-- Start of Data for processing --
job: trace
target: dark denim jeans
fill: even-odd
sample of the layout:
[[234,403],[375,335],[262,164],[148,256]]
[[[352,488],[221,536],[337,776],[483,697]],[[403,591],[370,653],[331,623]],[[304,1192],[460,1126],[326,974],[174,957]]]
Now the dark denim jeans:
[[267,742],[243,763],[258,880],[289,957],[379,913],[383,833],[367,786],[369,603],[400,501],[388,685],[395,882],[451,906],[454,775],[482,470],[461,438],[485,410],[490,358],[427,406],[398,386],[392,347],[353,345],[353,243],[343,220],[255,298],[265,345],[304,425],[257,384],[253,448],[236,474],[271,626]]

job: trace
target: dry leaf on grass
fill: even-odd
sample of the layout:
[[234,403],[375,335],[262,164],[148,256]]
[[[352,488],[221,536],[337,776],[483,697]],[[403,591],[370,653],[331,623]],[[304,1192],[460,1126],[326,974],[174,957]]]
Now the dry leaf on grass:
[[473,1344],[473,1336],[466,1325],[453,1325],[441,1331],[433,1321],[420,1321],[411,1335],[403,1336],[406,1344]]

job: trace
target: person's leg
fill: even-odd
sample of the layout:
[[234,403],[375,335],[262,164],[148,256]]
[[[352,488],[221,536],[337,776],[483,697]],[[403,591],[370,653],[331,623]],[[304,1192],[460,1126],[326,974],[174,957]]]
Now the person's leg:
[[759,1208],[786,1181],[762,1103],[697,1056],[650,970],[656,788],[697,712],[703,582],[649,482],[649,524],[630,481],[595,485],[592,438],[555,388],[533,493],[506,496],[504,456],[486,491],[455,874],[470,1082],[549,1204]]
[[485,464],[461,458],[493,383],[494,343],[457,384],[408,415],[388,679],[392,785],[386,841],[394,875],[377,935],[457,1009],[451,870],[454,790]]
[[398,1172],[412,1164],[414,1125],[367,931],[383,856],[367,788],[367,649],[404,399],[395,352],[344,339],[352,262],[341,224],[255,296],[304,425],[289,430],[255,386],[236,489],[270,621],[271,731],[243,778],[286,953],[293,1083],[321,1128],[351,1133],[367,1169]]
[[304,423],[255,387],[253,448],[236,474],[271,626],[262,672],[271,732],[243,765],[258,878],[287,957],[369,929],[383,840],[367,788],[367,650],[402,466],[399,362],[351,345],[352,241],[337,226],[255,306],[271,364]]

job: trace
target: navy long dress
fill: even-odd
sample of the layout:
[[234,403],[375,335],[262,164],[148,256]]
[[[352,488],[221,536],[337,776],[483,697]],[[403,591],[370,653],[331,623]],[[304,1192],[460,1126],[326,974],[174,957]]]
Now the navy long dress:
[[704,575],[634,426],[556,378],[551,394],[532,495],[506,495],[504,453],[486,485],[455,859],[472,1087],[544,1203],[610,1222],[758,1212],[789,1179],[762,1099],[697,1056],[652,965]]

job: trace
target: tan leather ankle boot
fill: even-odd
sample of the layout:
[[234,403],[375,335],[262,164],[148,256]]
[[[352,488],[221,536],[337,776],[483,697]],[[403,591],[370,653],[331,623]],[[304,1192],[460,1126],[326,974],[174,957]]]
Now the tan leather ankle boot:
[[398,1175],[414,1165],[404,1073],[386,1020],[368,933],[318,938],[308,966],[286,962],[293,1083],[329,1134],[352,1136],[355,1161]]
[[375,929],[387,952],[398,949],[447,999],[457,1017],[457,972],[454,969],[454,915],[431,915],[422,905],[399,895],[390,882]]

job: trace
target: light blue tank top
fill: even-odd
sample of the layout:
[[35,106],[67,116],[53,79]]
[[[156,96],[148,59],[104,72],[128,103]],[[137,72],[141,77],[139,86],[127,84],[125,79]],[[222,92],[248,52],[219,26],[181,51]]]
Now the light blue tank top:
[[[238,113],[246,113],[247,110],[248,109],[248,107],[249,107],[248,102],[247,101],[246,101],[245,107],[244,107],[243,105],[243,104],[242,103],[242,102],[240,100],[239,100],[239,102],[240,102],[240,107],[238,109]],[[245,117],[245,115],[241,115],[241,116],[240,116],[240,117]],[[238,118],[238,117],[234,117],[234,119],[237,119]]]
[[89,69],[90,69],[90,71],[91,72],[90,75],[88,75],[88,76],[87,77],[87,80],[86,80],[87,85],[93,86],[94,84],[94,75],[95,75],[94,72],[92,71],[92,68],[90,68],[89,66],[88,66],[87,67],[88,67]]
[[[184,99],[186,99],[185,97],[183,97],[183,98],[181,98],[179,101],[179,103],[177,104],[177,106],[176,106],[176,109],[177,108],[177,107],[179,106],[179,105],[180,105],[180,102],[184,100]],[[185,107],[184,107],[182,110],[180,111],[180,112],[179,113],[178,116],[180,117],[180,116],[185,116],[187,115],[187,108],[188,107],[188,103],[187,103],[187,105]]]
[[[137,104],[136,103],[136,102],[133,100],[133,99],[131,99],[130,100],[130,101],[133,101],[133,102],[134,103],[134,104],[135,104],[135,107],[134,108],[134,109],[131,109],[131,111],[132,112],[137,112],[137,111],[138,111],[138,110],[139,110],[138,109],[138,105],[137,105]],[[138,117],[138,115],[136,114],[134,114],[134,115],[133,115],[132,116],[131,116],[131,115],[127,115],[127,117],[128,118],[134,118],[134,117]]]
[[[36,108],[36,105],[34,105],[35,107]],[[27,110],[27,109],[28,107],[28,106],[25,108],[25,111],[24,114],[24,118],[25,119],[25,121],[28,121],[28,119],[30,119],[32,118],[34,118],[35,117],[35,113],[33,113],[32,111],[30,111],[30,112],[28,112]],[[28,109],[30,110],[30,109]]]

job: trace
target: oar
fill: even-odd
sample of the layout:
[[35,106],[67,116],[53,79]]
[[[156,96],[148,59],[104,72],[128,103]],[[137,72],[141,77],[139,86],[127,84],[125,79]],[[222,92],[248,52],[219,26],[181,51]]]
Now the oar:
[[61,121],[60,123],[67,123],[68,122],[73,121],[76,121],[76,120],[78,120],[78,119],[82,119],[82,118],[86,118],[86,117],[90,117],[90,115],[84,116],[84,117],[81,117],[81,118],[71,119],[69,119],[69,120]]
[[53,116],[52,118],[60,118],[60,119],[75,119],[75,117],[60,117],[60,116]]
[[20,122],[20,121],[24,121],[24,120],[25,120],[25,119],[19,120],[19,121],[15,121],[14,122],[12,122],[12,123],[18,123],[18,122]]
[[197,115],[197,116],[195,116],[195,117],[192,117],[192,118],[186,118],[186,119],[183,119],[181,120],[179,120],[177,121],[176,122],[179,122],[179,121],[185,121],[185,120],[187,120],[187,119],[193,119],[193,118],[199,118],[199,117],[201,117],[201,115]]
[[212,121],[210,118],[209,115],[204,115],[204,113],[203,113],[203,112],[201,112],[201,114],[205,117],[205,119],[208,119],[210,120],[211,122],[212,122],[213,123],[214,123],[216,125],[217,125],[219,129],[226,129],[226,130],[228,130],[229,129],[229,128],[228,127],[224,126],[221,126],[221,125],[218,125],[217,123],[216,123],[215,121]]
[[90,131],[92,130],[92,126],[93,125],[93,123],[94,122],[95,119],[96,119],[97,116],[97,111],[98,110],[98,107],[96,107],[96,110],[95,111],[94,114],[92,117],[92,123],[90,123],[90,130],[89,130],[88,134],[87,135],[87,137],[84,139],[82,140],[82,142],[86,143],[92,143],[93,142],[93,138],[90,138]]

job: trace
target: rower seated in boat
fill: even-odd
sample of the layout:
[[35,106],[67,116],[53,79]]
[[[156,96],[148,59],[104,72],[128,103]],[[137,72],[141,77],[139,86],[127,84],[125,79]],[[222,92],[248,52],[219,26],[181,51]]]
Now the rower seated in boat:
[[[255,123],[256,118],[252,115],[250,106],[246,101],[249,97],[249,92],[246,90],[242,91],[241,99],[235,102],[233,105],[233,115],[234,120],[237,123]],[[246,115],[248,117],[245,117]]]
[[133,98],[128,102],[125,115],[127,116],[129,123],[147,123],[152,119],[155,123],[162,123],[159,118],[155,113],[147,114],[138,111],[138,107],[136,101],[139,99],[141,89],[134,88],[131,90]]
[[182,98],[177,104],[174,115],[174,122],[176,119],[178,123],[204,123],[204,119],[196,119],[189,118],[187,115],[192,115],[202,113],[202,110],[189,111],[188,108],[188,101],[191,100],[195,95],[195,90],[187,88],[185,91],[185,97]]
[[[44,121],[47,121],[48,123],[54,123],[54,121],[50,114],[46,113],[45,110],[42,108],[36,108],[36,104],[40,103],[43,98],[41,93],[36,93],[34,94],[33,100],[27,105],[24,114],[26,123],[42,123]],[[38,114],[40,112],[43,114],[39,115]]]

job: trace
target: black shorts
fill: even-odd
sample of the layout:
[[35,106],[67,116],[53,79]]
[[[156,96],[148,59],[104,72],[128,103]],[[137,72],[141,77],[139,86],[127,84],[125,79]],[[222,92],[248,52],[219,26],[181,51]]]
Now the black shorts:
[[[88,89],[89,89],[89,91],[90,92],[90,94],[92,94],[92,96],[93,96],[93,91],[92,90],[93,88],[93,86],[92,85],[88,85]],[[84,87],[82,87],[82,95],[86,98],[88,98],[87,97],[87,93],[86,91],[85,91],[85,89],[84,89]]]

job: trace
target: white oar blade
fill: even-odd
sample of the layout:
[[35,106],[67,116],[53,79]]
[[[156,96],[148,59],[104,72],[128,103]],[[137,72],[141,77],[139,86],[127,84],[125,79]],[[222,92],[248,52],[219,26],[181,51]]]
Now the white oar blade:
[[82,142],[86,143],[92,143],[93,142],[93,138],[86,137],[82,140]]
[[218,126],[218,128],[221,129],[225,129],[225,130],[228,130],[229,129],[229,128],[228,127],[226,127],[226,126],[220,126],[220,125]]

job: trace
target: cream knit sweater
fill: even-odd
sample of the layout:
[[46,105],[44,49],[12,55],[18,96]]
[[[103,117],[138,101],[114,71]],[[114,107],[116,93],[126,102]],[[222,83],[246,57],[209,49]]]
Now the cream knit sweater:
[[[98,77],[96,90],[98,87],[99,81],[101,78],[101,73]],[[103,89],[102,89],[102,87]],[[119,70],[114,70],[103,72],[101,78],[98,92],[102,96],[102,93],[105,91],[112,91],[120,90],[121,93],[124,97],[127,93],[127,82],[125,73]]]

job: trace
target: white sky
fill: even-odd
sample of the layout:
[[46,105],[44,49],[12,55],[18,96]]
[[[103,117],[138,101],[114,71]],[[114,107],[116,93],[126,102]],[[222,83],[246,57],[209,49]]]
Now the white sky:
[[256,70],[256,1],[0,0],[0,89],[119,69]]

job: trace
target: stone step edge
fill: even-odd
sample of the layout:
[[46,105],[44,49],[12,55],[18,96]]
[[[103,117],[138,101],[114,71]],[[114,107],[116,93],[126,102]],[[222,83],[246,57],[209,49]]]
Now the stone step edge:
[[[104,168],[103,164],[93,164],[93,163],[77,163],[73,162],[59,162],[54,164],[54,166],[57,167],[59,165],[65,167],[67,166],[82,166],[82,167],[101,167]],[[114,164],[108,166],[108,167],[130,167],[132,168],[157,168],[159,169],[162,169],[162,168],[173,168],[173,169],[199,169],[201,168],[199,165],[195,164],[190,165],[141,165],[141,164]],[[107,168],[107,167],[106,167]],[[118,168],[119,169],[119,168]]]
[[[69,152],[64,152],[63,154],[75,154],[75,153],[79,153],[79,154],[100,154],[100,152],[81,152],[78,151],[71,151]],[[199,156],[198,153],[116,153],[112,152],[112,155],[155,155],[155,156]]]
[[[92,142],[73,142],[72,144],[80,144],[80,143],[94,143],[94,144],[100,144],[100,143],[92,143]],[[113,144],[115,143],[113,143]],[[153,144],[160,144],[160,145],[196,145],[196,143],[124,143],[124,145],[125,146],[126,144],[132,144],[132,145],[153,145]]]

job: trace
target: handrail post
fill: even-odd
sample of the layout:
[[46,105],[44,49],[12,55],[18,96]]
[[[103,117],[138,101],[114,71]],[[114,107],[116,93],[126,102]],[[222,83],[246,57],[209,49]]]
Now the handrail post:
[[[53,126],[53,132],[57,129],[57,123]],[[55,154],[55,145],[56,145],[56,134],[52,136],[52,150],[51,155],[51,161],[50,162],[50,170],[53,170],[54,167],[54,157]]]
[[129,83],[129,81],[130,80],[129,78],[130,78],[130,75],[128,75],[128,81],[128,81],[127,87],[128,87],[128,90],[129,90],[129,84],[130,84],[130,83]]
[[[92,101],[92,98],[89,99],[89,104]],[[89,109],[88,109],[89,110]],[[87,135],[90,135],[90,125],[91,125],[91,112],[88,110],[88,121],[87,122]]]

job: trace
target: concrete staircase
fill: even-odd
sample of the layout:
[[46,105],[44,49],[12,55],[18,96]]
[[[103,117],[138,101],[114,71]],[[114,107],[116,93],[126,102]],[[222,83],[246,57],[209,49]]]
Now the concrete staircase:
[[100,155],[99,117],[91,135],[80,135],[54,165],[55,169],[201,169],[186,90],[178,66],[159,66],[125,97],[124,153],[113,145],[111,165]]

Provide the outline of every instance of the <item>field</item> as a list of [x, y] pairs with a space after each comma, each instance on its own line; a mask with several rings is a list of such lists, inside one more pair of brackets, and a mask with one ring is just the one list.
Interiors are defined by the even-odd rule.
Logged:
-- End of Data for processing --
• [What is asked]: Reproduce, exactly and with nothing added, the lines from the one that includes "Provide the outline" through the last line of the material.

• [Problem solution]:
Provide the outline of every instance of the <item>field</item> as a list of [x, y] pairs with a space after each comma, each instance on its own line; a mask with several rings is a list of such lists, inside one more pair of brackets, and a mask with one ring is just the one list.
Interiors are defined by the even-odd rule.
Logged:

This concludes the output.